[Point labels for objects]
^^^^^^^^

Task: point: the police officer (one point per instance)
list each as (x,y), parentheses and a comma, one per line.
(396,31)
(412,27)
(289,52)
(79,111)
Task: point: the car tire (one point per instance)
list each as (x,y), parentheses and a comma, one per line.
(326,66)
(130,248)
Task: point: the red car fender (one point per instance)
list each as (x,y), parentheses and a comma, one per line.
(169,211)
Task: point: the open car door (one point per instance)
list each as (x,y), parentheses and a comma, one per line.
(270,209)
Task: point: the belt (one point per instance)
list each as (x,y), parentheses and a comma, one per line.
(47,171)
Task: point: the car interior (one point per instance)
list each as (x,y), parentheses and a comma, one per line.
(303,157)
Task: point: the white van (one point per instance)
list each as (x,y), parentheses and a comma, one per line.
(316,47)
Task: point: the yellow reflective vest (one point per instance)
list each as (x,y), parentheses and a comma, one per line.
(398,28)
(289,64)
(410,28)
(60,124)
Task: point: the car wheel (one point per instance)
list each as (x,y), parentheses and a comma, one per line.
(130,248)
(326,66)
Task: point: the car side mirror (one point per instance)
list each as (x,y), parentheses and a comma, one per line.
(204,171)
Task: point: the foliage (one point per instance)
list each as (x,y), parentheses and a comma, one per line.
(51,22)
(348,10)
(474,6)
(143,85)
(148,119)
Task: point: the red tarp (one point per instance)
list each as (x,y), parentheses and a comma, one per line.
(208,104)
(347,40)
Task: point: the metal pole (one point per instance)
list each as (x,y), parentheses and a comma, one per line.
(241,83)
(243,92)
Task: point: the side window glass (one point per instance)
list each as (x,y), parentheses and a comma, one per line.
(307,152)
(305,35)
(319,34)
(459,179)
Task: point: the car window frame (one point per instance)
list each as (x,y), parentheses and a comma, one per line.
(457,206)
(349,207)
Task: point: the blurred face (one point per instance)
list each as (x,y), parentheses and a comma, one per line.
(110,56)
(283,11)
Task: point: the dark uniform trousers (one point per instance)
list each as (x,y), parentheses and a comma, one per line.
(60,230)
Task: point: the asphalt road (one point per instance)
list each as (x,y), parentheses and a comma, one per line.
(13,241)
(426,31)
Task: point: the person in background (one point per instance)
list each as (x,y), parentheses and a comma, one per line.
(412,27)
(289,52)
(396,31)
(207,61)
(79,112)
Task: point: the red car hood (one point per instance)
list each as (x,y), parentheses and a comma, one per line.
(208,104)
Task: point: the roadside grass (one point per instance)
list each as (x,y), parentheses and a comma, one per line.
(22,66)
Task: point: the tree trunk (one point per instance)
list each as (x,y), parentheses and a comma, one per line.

^^^^^^^^

The exercise:
Present every one of the lines above as a numbered list, leaving out any blank lines.

Final result:
1. Task: point: the police officer (one point per instance)
2. list each as (x,y), parentheses and a comma, one per line.
3. (396,31)
4. (412,27)
5. (289,52)
6. (79,111)
7. Task: point: the car tire (one point per instance)
8. list each as (x,y), parentheses and a comma, one per line.
9. (326,66)
10. (130,248)
11. Task: point: the red car fender (one point per instance)
12. list each as (x,y), parentheses and a comma, one per line.
13. (169,211)
14. Task: point: the open car door (one point per instance)
15. list each as (x,y), parentheses and a comma, one per line.
16. (270,209)
17. Task: point: the belt (one point per instance)
18. list each as (x,y), parentheses and a comma, one per line.
19. (47,171)
20. Task: point: the car interior (one point per instance)
21. list each as (x,y), parentheses and a comma, one per line.
22. (303,157)
23. Task: point: the white van (one point per instance)
24. list each as (x,y), parentheses and a comma, one per line.
25. (316,47)
26. Task: point: the yellow reflective vest (one point per instance)
27. list each as (x,y), parentheses and a comma, one per line.
28. (398,28)
29. (289,64)
30. (410,28)
31. (60,124)
32. Task: point: the car wheel (one point per instance)
33. list each as (x,y), parentheses and a comma, one per line.
34. (130,248)
35. (326,66)
36. Task: point: the car side mirror (one point per instance)
37. list each as (x,y), parentheses and a comma, one per line.
38. (204,171)
39. Task: point: the foliage (one point per instance)
40. list each as (x,y), parentheses and a comma, one per line.
41. (51,22)
42. (348,10)
43. (474,6)
44. (143,85)
45. (148,119)
46. Task: point: the red tarp (one point per instance)
47. list each as (x,y), parentheses and a comma, one per line.
48. (208,104)
49. (347,40)
50. Task: point: the metal pole (one point per instance)
51. list each as (x,y), parentheses and a comma, one per line.
52. (241,83)
53. (243,92)
54. Task: point: the side window glass (one point per instance)
55. list each as (x,y), parentheses and a comma, one per line.
56. (307,152)
57. (305,35)
58. (319,34)
59. (459,179)
60. Task: point: the car window frame (one point per instance)
61. list each as (x,y), parentheses and a comma, one per line.
62. (457,206)
63. (349,207)
64. Task: point: the blurred face (one point per instance)
65. list each as (x,y), parentheses and a comma, one per line.
66. (110,56)
67. (283,11)
68. Task: point: the dark uniform trousers (one point per instance)
69. list each as (x,y), parentheses and a comma, one per line.
70. (60,230)
71. Task: point: the asphalt road (one point per instance)
72. list each as (x,y), parentheses and a comma, one per line.
73. (13,241)
74. (426,31)
75. Task: point: the person in background (one point per instance)
76. list each as (x,y), parentheses and a comma, one per line.
77. (412,27)
78. (289,52)
79. (396,31)
80. (207,61)
81. (79,112)
82. Task: point: the red car hood (one point per instance)
83. list each as (x,y), parentheses and a comma, one per line.
84. (208,104)
85. Task: point: the roadside grass (one point per instance)
86. list each as (x,y), parentheses and a comma, one per line.
87. (22,66)
88. Task: point: the tree trunk (one point per instance)
89. list each as (x,y), parentheses and a comma, one per line.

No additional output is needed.